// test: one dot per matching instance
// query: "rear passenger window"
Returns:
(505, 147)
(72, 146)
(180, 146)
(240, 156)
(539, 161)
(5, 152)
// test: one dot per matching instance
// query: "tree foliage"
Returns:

· · ·

→ **What you should do**
Write out the entries above word for word.

→ **Task response**
// test: one dot per matching instance
// query: "rear passenger window"
Returns:
(505, 147)
(72, 146)
(180, 146)
(240, 156)
(539, 161)
(5, 152)
// test: one dot per matching instance
// query: "tree foliage"
Returns:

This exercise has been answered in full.